TASK: Count the lines in the material below that contain the string "shirt", treating uppercase and lowercase as different. Reply with only the number.

PROVIDED MATERIAL:
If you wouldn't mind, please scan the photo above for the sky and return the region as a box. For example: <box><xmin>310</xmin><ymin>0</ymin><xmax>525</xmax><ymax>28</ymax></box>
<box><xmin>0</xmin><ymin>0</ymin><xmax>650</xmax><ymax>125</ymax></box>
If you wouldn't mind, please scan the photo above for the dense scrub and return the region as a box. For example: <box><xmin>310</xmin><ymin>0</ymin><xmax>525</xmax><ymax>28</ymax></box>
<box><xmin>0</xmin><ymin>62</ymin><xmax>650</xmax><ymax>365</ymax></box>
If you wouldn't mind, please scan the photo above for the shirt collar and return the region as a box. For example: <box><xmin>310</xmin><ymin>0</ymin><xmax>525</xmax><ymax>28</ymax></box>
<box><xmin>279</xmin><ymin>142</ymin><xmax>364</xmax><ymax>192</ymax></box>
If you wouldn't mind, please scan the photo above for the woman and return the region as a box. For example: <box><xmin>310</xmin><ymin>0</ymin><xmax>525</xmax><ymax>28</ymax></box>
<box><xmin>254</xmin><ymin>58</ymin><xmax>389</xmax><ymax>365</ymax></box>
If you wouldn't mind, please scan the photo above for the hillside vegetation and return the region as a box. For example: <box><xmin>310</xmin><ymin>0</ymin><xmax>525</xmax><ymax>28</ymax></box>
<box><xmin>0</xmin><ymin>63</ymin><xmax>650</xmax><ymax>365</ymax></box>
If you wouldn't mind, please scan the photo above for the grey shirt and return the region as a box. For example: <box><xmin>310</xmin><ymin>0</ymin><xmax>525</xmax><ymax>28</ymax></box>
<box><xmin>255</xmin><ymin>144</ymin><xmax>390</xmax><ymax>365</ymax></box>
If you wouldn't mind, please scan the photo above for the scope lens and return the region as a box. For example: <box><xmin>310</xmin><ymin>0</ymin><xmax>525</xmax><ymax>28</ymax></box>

CORRECT RESPONSE: 2